● Given request
Write out every line of the material exactly as it appears.

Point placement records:
◇ ◇ ◇
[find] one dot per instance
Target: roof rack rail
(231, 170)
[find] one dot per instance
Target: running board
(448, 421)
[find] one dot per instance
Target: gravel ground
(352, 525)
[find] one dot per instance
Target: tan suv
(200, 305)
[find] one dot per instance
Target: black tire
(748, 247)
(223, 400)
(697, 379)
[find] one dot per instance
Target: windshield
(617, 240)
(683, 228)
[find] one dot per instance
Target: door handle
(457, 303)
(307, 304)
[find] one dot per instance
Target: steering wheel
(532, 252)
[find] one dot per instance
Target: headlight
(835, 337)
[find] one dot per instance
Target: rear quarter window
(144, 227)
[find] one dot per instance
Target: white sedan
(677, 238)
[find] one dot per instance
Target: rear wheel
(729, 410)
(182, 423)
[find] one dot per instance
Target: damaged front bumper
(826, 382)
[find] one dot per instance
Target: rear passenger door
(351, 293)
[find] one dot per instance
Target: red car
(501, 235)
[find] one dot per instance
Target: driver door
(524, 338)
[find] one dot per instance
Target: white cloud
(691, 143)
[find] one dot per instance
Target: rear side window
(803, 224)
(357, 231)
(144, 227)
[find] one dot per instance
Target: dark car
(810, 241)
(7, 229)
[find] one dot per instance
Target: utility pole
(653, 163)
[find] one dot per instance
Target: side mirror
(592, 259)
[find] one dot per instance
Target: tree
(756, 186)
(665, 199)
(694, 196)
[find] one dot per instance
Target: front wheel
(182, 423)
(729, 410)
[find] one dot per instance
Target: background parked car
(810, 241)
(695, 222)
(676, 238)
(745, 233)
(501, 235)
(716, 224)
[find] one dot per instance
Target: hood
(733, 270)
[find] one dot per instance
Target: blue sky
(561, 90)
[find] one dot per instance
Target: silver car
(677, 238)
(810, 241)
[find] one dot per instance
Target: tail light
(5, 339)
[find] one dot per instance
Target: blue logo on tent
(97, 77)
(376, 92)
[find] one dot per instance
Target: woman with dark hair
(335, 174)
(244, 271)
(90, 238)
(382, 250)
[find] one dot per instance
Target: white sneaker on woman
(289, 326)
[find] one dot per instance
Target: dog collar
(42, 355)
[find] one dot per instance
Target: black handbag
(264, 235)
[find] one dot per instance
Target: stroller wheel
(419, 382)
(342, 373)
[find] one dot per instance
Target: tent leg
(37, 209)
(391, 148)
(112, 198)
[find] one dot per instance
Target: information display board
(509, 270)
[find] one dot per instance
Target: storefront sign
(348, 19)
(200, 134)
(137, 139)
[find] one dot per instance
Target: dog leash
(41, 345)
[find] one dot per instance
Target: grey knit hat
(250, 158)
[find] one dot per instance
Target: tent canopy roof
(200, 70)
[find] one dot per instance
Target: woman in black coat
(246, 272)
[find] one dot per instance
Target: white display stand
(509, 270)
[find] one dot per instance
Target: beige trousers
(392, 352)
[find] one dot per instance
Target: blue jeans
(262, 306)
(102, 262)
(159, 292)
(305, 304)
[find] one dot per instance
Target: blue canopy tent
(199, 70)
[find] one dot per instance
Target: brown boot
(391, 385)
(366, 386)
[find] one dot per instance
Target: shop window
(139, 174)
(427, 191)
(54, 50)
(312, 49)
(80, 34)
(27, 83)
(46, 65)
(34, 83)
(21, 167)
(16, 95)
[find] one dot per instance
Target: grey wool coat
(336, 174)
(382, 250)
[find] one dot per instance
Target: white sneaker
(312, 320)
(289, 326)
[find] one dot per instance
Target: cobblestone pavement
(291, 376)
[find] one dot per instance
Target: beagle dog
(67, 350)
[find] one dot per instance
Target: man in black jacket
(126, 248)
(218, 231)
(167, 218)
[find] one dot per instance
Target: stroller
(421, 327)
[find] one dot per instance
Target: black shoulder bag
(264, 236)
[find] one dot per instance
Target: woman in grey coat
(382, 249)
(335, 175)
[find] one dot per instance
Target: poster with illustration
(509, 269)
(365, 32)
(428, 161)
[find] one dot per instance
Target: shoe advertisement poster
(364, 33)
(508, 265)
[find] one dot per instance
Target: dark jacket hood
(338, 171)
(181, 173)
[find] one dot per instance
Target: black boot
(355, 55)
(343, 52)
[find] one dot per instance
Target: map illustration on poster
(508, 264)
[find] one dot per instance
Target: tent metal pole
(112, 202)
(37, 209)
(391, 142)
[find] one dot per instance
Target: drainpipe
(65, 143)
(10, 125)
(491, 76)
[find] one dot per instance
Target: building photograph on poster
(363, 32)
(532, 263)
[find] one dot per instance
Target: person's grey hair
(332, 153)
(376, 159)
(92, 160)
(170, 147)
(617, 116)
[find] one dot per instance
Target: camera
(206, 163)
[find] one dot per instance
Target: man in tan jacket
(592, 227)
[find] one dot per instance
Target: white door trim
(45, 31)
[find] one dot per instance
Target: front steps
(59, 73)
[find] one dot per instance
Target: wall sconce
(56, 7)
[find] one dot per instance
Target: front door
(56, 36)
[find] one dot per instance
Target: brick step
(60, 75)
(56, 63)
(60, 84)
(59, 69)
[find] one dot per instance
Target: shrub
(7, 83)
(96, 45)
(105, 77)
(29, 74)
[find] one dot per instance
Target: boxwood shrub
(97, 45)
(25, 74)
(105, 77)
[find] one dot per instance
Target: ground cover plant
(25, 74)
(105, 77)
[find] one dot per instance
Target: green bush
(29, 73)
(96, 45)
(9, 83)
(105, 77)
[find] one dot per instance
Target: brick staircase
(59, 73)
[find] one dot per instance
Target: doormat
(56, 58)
◇ ◇ ◇
● Task answer
[find] one dot per instance
Target: roof rack rail
(231, 170)
[find] one dot per instance
Target: running board
(448, 421)
[find] one dot per instance
Target: gravel ground
(352, 525)
[find] one dot per instance
Target: tan suv
(200, 305)
[find] one dot per instance
Target: black tire
(748, 247)
(223, 400)
(697, 379)
[find] one dot per instance
Target: windshield
(617, 240)
(683, 228)
[find] one dot per instance
Target: door handle
(457, 303)
(307, 304)
[find] one dot per instance
Target: steering wheel
(532, 252)
[find] one dot per instance
Target: headlight
(835, 337)
[find] one dot per instance
Target: rear quarter window
(144, 227)
[find] one dot per instance
Target: white sedan
(677, 238)
[find] one dot per instance
Target: rear wheel
(729, 410)
(182, 423)
[find] one dot per instance
Target: damaged front bumper
(826, 382)
[find] one dot per instance
Target: rear passenger door
(351, 293)
[find] one dot per instance
Target: red car
(501, 235)
[find] one dot per instance
Target: driver door
(524, 338)
[find] one dot per instance
Target: white cloud
(691, 143)
[find] one dot per instance
Target: rear side window
(803, 224)
(357, 231)
(144, 227)
[find] one dot per instance
Target: dark car
(810, 241)
(7, 229)
[find] one dot per instance
Target: utility pole
(653, 163)
[find] one dot per instance
Target: side mirror
(592, 259)
[find] one dot per instance
Target: tree
(756, 186)
(665, 199)
(694, 196)
[find] one dot per instance
Target: front wheel
(182, 423)
(729, 410)
[find] one dot per instance
Target: background parked car
(810, 241)
(695, 222)
(676, 238)
(745, 233)
(501, 235)
(716, 224)
[find] one dot per instance
Target: hood
(733, 270)
[find] one dot per instance
Target: blue sky
(561, 90)
[find] one dot per instance
Target: silver car
(677, 238)
(810, 241)
[find] one dot per instance
Target: tail light
(5, 339)
[find] one dot per instance
Target: blue logo on tent
(97, 77)
(376, 92)
[find] one dot per instance
Target: woman with dark hair
(335, 174)
(244, 271)
(90, 238)
(382, 250)
[find] one dot per instance
Target: white sneaker on woman
(289, 326)
[find] one dot per instance
Target: dog collar
(42, 355)
[find] one dot per instance
Target: black handbag
(264, 235)
[find] one dot per instance
Target: stroller wheel
(419, 382)
(342, 373)
[find] one dot per instance
Target: tent leg
(37, 209)
(391, 148)
(112, 198)
[find] one dot per instance
Target: information display board
(509, 270)
[find] one dot per instance
Target: storefront sign
(348, 19)
(200, 134)
(137, 139)
[find] one dot per instance
Target: dog leash
(41, 345)
[find] one dot per instance
Target: grey knit hat
(250, 158)
[find] one dot per instance
Target: tent canopy roof
(200, 70)
[find] one dot per instance
Target: woman in black coat
(246, 272)
[find] one dot per instance
Target: white display stand
(509, 270)
[find] one dot per instance
Target: beige trousers
(392, 352)
[find] one dot per instance
Target: blue jeans
(262, 306)
(102, 262)
(159, 292)
(305, 304)
[find] one dot per instance
Target: blue canopy tent
(199, 70)
[find] one dot per instance
Target: brown boot
(391, 385)
(366, 386)
[find] one dot per instance
Target: shop window
(139, 174)
(427, 191)
(54, 50)
(312, 49)
(80, 34)
(27, 83)
(46, 65)
(34, 83)
(21, 167)
(16, 95)
[find] one dot per instance
Target: grey wool coat
(336, 174)
(382, 250)
[find] one dot per instance
Target: white sneaker
(312, 320)
(289, 326)
[find] one dot per instance
Target: cobblestone pavement
(291, 376)
[find] one dot per instance
Target: beagle dog
(67, 350)
[find] one dot per instance
Target: man in black jacket
(126, 248)
(218, 231)
(167, 218)
[find] one dot per instance
Target: stroller
(421, 327)
[find] one dot per instance
Target: black shoulder bag
(264, 236)
[find] one dot per instance
Target: woman in grey coat
(382, 249)
(335, 175)
[find] one dot per instance
Target: poster with illustration
(509, 269)
(365, 32)
(428, 161)
[find] one dot per instance
Target: shoe advertisement poster
(364, 33)
(508, 265)
[find] one dot per instance
Target: dark jacket hood
(338, 171)
(181, 173)
[find] one dot per instance
Target: black boot
(355, 55)
(343, 52)
[find] one dot per instance
Target: map illustration on poster
(508, 264)
[find] one dot per instance
Target: tent metal pole
(112, 202)
(37, 209)
(391, 142)
[find] one dot per instance
Target: drainpipe
(65, 143)
(10, 125)
(491, 76)
[find] one dot per instance
Target: building photograph on poster
(363, 32)
(532, 263)
[find] one dot per instance
Target: person's grey hair
(332, 153)
(376, 159)
(92, 160)
(170, 147)
(617, 116)
[find] one dot per instance
Target: camera
(206, 163)
[find] one dot per instance
Target: man in tan jacket
(592, 227)
[find] one dot per instance
Target: white door trim
(45, 31)
[find] one dot per instance
Target: front steps
(59, 73)
[find] one dot per instance
Target: wall sconce
(56, 7)
[find] one dot per instance
Target: front door
(56, 36)
[find] one dot per instance
Target: brick step
(60, 75)
(56, 63)
(60, 84)
(59, 69)
[find] one dot per instance
Target: shrub
(7, 83)
(96, 45)
(105, 77)
(29, 74)
[find] one dot per instance
Target: boxwood shrub
(97, 45)
(25, 74)
(105, 77)
[find] one dot per instance
Target: ground cover plant
(25, 74)
(105, 77)
[find] one dot per instance
Target: green bush
(29, 73)
(96, 45)
(9, 83)
(105, 77)
[find] one dot per instance
Target: brick staircase
(59, 73)
[find] one dot per instance
Target: doormat
(56, 58)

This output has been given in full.